:: TASK OBJECTIVE ::
Reproduce every one of the records below word for word, leaving out the pictures.

Some records
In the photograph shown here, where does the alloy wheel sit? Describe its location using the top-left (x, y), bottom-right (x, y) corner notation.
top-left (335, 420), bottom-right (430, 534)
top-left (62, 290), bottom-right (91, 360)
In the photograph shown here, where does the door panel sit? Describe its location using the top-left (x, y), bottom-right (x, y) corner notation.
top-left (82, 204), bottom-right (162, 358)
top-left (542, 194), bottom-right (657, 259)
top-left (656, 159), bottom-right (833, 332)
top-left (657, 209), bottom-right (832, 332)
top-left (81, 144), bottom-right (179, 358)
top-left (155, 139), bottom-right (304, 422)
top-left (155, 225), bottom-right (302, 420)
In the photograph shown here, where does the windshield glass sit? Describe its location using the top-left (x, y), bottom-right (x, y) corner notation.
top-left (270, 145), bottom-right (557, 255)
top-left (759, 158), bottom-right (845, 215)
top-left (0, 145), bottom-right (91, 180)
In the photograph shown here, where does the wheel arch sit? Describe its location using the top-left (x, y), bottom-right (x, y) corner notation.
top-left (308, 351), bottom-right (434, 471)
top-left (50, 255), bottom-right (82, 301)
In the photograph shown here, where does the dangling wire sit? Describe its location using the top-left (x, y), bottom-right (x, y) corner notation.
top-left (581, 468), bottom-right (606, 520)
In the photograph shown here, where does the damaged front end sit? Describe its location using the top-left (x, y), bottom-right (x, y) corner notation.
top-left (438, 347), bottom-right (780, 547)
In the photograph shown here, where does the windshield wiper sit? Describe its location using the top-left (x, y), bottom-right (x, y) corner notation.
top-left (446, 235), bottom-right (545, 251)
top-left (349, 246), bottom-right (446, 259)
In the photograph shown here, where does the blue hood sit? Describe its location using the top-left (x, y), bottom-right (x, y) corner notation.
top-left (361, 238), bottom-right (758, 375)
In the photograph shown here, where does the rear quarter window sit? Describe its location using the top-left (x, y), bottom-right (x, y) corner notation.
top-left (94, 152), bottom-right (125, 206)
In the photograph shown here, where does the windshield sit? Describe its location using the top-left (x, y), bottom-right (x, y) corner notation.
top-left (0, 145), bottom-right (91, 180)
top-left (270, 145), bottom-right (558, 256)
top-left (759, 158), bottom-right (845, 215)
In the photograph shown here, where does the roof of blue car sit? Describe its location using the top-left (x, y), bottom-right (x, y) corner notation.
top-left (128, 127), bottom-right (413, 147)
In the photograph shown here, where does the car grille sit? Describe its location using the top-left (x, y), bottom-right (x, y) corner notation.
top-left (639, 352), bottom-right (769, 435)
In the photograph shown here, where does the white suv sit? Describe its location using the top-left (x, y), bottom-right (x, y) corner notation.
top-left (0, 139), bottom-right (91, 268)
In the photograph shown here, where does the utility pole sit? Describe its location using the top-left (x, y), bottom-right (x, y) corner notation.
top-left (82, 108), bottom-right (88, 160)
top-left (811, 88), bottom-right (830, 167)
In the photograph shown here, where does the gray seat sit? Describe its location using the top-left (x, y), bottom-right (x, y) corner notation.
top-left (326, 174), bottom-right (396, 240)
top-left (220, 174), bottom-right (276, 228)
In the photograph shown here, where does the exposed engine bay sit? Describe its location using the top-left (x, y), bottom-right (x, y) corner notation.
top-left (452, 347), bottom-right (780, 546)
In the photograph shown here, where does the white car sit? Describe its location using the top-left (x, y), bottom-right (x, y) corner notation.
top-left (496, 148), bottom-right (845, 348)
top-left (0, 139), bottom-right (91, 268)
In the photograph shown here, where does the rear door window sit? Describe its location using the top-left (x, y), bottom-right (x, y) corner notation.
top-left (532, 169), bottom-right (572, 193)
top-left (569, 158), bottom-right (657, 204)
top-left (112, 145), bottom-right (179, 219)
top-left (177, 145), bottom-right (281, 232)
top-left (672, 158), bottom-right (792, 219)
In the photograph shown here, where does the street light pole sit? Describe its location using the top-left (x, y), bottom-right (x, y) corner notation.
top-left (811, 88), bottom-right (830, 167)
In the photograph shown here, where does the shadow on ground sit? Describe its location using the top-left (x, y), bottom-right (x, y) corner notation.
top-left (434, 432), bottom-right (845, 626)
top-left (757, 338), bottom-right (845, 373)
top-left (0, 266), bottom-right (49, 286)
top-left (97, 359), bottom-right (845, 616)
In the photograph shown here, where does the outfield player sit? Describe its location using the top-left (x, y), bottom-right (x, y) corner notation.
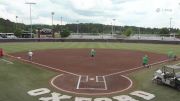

:: RESULT BELOW ::
In the photograph shown here, where does the alloy wheel sit? Describe its location using the top-left (x, y), bottom-right (x, y) corner notation.
top-left (335, 420), bottom-right (430, 534)
top-left (62, 290), bottom-right (91, 360)
In the photograph shown here, where does the door panel sit? Describe its location using the top-left (x, y), bottom-right (x, y) corner notation.
top-left (82, 204), bottom-right (162, 358)
top-left (542, 194), bottom-right (657, 259)
top-left (656, 159), bottom-right (833, 332)
top-left (657, 209), bottom-right (832, 332)
top-left (81, 144), bottom-right (179, 358)
top-left (155, 139), bottom-right (304, 422)
top-left (155, 225), bottom-right (302, 420)
In the photograph shown here, where does the windshield glass sit? Describe its location using the top-left (x, y), bottom-right (x, y) corner notation.
top-left (270, 145), bottom-right (557, 255)
top-left (759, 158), bottom-right (845, 215)
top-left (0, 145), bottom-right (91, 180)
In the photograph shown here, where does the wheel arch sit? Describe its location using the top-left (x, y), bottom-right (x, y) corner notation.
top-left (308, 351), bottom-right (434, 471)
top-left (50, 255), bottom-right (82, 301)
In the photograph shown here, where does the dangling wire sit? Describe its location using the top-left (x, y), bottom-right (x, y) corner notation.
top-left (581, 468), bottom-right (606, 520)
In the photograph shown here, where does the damaged front end sit? Describe its location using the top-left (x, y), bottom-right (x, y) corner notation.
top-left (438, 347), bottom-right (780, 547)
In the photograph shown here, where does the windshield wiper sit? Describe its location using the top-left (x, y), bottom-right (x, y) corner notation.
top-left (446, 235), bottom-right (545, 251)
top-left (349, 246), bottom-right (446, 259)
In the photograph shown here, where does the blue hood sit? Describe its location using the top-left (x, y), bottom-right (x, y) corner notation.
top-left (361, 238), bottom-right (758, 375)
In the photograph shown here, where does the rear quarter window sit? Describe its location using the top-left (x, y), bottom-right (x, y) corner notation.
top-left (94, 152), bottom-right (125, 206)
In the photograph shown here, where does the windshield sit? Describe its location using the top-left (x, y), bottom-right (x, y) corner notation.
top-left (0, 145), bottom-right (91, 180)
top-left (270, 145), bottom-right (558, 256)
top-left (759, 158), bottom-right (845, 215)
In the photograph shown here, where does the roof of blue car sit? Describe its location using the top-left (x, y), bottom-right (x, y) corner notation.
top-left (128, 127), bottom-right (413, 147)
In the photograph shown here, where does the car grille sit? Describe its location using the top-left (x, y), bottom-right (x, y) corner notation.
top-left (639, 352), bottom-right (769, 435)
In the photograph shown here, where does the white suv sit? Describe its location using the top-left (x, y), bottom-right (x, y) corner notation.
top-left (0, 139), bottom-right (91, 268)
In the photograph shown here, where does the utility pole sit? Describe its location using the top-left (x, y), bottom-right (x, y) corner notation.
top-left (82, 108), bottom-right (88, 160)
top-left (811, 88), bottom-right (830, 167)
In the photograph shown here, where does the gray seat sit? Describe its location using the top-left (x, y), bottom-right (x, y) corner notation.
top-left (326, 174), bottom-right (396, 240)
top-left (220, 174), bottom-right (276, 228)
In the photograph shown here, where does the exposed engine bay sit? Describe its location using the top-left (x, y), bottom-right (x, y) corner notation.
top-left (452, 347), bottom-right (780, 546)
In the photograph shown here, where does the white car sit? Describe its location using the top-left (x, y), bottom-right (x, y) corner notation.
top-left (496, 148), bottom-right (845, 348)
top-left (0, 139), bottom-right (91, 268)
In the photograph shown here, where does the rear door window sit? Describe its location using the top-left (x, y), bottom-right (x, y) corner notation.
top-left (532, 169), bottom-right (572, 193)
top-left (569, 158), bottom-right (657, 204)
top-left (112, 145), bottom-right (179, 219)
top-left (177, 145), bottom-right (281, 232)
top-left (672, 158), bottom-right (792, 219)
In the photograph shown here, where does the street light pole sit? Describe its location using the top-left (x, y), bottom-right (x, y) corner notation.
top-left (811, 88), bottom-right (830, 167)
In the photograph shown here, where does the shadow on ground sit? Describe its location using the top-left (x, y), bottom-right (x, y) corner notation.
top-left (434, 432), bottom-right (845, 626)
top-left (757, 338), bottom-right (845, 373)
top-left (0, 266), bottom-right (49, 286)
top-left (97, 359), bottom-right (845, 616)
In the photograph shown here, where does the outfield player sit? Describe its location using the top-left (x, y), bottom-right (x, y) corner notation.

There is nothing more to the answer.